- **Tasks and exercises**:
1. In the opinion on partitioning community property, why does the court prefer an order that specifically decrees each listed asset as separate or community over a simple dismissal? Answer in one to three sentences.
2. According to the opinion on partitioning community property, which real property did Sandra list as community assets?

However, we note that the trial court then dismissed Sandra's action for judicial partition of community property without specifically adjudicating or decreeing the classification of the remaining property listed in the detailed descriptive list as either community or separate. See LSA-R.S. 9:2800. In addition to the funds derived from Donald's personal injury settlement, Sandra also included in her detailed descriptive list a home in Baton Rouge and a home in New Orleans, with their respective household furnishings, as community assets, and a mortgage note, which the record demonstrates lists both parties as debtors, as a community debt. Donald, in his detailed descriptive list, disputed the community nature of these assets and liabilities, contending that they were all his separate assets and liabilities.
Louisiana Revised Statute 9:2801 sets forth the procedure for partitioning community property. The statute provides that each party shall file a sworn detailed descriptive list of all community property, and that each party is then required to either traverse or concur in the inclusion or exclusion of each asset and liability in the other party's detailed descriptive list. Thereafter, the trial court conducts a trial of the traverses, at which trial, the court "must determine the community assets and liabilities." LSA-R.S. 9:2801(A)(1) (2).
While the trial court's dismissal of Sandra's action for judicial partition of community property could be viewed as a determination that all assets and liabilities listed in her detailed descriptive list were the separate assets and liabilities of Donald, we consider the more appropriate action pursuant to LSA-R.S. 9:2801 to be the rendition of an order or judgment specifically decreeing the listed assets as separate or community, especially given that some of the listed assets are real property and the listed liability is a mortgage appearing in the name of both parties for one of the listed homes. See generally Brimer v. Brimer, 95-592 (La.App. 3rd Cir. 11/2/95), 664 So. 2d 622, 623.

- **Dataset content**:
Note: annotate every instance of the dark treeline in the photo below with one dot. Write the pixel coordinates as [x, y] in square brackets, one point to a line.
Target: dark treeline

- **Results of the tasks**:
1. Under LSA-R.S. 9:2801, the trial court must determine the community assets and liabilities at the trial of the traverses. A specific decree is especially appropriate here because some of the listed assets are real property and the listed liability is a mortgage in both parties' names for one of the homes.

2. A home in Baton Rouge and a home in New Orleans, along with their household furnishings.